Data for this task -
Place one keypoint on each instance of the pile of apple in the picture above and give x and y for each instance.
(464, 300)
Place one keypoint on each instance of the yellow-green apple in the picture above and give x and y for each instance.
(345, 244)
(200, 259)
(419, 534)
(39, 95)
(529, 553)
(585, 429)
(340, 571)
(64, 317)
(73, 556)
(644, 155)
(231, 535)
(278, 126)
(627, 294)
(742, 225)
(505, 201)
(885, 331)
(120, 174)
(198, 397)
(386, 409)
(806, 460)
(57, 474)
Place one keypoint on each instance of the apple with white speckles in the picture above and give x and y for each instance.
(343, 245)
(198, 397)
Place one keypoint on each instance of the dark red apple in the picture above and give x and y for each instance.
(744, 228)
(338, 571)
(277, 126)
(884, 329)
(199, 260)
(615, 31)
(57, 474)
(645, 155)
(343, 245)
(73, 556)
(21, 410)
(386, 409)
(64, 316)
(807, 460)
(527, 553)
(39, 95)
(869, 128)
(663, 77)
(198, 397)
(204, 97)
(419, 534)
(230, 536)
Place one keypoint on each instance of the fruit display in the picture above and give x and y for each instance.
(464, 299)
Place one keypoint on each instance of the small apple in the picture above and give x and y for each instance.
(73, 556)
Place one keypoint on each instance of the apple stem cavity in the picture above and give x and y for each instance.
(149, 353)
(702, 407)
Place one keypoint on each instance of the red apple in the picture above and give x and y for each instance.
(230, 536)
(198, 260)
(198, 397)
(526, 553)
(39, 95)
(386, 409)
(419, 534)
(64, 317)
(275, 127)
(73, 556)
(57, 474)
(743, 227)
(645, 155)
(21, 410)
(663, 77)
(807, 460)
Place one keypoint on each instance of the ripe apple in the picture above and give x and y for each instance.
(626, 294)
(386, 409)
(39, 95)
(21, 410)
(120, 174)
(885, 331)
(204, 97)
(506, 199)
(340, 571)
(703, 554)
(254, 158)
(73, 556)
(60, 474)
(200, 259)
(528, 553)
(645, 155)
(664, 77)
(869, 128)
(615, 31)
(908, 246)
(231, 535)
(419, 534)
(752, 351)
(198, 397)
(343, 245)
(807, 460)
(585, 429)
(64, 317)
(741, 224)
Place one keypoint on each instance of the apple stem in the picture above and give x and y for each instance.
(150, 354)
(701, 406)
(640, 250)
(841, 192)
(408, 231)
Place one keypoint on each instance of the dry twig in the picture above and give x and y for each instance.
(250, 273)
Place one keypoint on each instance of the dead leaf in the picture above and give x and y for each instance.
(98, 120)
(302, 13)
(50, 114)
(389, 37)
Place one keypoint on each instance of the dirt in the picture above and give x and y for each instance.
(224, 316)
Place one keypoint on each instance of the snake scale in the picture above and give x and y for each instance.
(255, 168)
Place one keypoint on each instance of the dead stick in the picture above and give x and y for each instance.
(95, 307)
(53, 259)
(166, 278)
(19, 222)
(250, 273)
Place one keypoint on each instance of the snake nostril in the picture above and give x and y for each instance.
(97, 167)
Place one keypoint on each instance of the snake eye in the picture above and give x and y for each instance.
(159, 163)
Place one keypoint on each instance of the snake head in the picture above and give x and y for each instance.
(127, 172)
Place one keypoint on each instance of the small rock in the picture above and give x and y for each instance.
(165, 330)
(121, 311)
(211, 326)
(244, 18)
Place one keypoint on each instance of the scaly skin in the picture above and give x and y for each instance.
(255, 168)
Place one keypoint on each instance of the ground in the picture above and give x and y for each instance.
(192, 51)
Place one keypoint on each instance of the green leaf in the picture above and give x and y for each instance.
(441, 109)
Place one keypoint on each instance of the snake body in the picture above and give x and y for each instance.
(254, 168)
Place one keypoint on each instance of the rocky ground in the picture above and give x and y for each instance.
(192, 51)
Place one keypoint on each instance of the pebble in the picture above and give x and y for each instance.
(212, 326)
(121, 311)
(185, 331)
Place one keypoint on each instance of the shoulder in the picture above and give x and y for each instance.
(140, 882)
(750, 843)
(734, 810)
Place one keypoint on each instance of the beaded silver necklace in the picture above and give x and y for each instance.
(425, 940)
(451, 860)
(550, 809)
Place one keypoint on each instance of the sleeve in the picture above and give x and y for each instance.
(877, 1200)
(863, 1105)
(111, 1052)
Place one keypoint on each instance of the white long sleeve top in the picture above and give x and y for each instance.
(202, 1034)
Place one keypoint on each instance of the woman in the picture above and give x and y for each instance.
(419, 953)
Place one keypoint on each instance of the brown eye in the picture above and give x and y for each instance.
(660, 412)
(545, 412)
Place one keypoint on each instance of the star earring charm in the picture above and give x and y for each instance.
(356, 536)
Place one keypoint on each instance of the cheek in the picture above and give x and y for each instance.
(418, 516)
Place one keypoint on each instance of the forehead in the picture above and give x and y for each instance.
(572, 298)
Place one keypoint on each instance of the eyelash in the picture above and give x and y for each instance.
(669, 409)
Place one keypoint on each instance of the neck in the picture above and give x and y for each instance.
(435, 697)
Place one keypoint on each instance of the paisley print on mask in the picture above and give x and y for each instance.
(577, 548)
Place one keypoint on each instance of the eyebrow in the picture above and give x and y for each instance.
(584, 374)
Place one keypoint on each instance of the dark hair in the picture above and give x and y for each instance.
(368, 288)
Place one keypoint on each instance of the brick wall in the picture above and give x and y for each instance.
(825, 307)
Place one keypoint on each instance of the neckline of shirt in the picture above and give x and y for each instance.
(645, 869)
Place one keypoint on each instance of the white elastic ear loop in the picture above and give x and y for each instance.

Task goal -
Set down the records above once more, exactly as they stand.

Answer box -
Place one keypoint on each instance of the pile of apple in the picture above and give x and y for each instance.
(464, 300)
Place one keypoint on each instance of the yellow-green apple in the picture above and give x and y for each instance.
(345, 244)
(200, 259)
(419, 534)
(39, 95)
(529, 553)
(585, 429)
(340, 571)
(64, 317)
(73, 556)
(644, 155)
(231, 535)
(278, 126)
(627, 294)
(742, 225)
(505, 201)
(885, 331)
(120, 174)
(198, 397)
(386, 409)
(806, 460)
(57, 474)
Place one keypoint on each instance of the apple with white speckles in the picture above and give x and y for each instance.
(343, 245)
(198, 397)
Place one keypoint on each instance of the dark red apple in the picture above and give x and y for each instance.
(744, 228)
(338, 571)
(277, 126)
(884, 329)
(199, 260)
(615, 31)
(57, 474)
(645, 155)
(343, 245)
(73, 556)
(21, 410)
(386, 409)
(64, 316)
(807, 460)
(527, 553)
(39, 95)
(869, 128)
(663, 77)
(198, 397)
(204, 97)
(419, 534)
(230, 536)
Place one keypoint on each instance of the fruit display in the picture above and give x and y for each instance.
(464, 299)
Place one keypoint on each instance of the small apple in the picture above and give x and y for each instance.
(73, 556)
Place one keypoint on each instance of the apple stem cavity in the picture above and give x and y for each instance.
(149, 353)
(702, 407)
Place one keypoint on each instance of the red apple in the picture above and give x and y for each instance.
(230, 536)
(198, 260)
(198, 397)
(526, 553)
(39, 95)
(386, 409)
(419, 534)
(64, 317)
(275, 127)
(73, 556)
(57, 474)
(743, 227)
(645, 155)
(21, 410)
(663, 77)
(807, 460)
Place one keypoint on each instance of the ripe apple in the picture above and give x and y for each instance.
(626, 294)
(386, 409)
(39, 95)
(21, 410)
(120, 174)
(885, 331)
(204, 97)
(506, 199)
(340, 571)
(703, 554)
(254, 158)
(73, 556)
(60, 474)
(200, 259)
(528, 553)
(645, 155)
(664, 77)
(869, 128)
(615, 31)
(908, 246)
(231, 535)
(419, 534)
(752, 351)
(198, 397)
(343, 245)
(807, 460)
(585, 429)
(64, 317)
(741, 224)
Place one keypoint on each instance of the apple stem in the picture above and give x and y for each instance.
(150, 354)
(701, 406)
(640, 250)
(841, 192)
(408, 231)
Place one keypoint on each instance of the dry twig in the picture above and give x and y for each instance.
(250, 273)
Place one keypoint on each instance of the dead leaf in the picture above and give x and y for each instance.
(98, 120)
(302, 13)
(50, 114)
(389, 37)
Place one keypoint on each instance of the dirt in the picture above and give x and y for each instance.
(224, 316)
Place one keypoint on each instance of the snake scale in the picture above and give x and y for each instance.
(255, 168)
Place one keypoint on each instance of the dead stick in the picture above and give x and y for each instance.
(95, 307)
(53, 259)
(166, 278)
(19, 222)
(250, 273)
Place one keypoint on each instance of the snake nostril in the picture above and give x and y for each instance.
(97, 167)
Place one keypoint on each instance of the snake eye in the picture above and give x and y for each instance.
(159, 163)
Place one keypoint on each instance of the snake head in the picture above and give x and y for each instance.
(127, 172)
Place one keypoint on each instance of the small rock in the picture above and give x and y for each instance.
(165, 330)
(121, 311)
(211, 326)
(244, 18)
Place one keypoint on each instance of the scaly skin in the picture above and give x and y for each instance.
(255, 168)
Place one keypoint on each instance of the ground in the picture above and give x and y for each instance.
(192, 51)
Place one keypoint on each instance of the green leaf in the picture above and give x and y for each instance.
(441, 109)
Place one keypoint on each instance of the snake body in the picture above and give x and y for each instance.
(254, 168)
Place one keypoint on each instance of the rocky ground in the picture above and give x and y for each instance.
(192, 51)
Place one keypoint on each instance of the pebble in the picture above and give x and y for each instance.
(212, 326)
(121, 311)
(185, 331)
Place one keypoint on each instance of the shoulder in the picture above and give x and y for each instance.
(140, 882)
(750, 843)
(734, 810)
Place one keypoint on each instance of the beaded silver necklace in the picture above and give x and y for each instance.
(425, 940)
(451, 860)
(550, 809)
Place one keypoint on each instance of the sleeve in the picture above and give x and y for each instance.
(877, 1200)
(863, 1105)
(111, 1052)
Place one keypoint on each instance of the white long sleeve top in the picture above and give x and y for each instance.
(202, 1034)
Place one keypoint on each instance of the woman in the picture above and give x and y for each instance.
(419, 953)
Place one keypoint on each instance of the brown eye in the picture above and give x and y for each instance.
(660, 412)
(545, 412)
Place one keypoint on each instance of the star earring charm in the picture above and give x and y for each instance.
(356, 536)
Place one keypoint on each instance of the cheek in the picture above and give x and y for each instance.
(418, 516)
Place one keypoint on each instance of the forehead in the picture above and give x and y for each instance.
(572, 298)
Place one keypoint on each instance of the eyelash in the picture above and give x and y for each instance.
(669, 409)
Place one keypoint on each instance of the neck in the picture above and give x and y for each instance.
(435, 697)
Place one keypoint on each instance of the paisley print on mask in the picture above and give x and y for each instance.
(577, 548)
Place one keypoint on each instance of the eyebrow in the picture above and give x and y for each instance.
(584, 374)
Place one keypoint on each instance of the dark hair in the picture above and give x and y for each instance.
(368, 288)
Place one keypoint on each instance of the brick wall in the picture above and give x and y for each instance.
(825, 307)
Place one keypoint on each instance of the neckline of shirt in the picture above and give x and y for each instance.
(645, 869)
Place one keypoint on each instance of the white elastic ear loop in the picture above and give x and y for each instance.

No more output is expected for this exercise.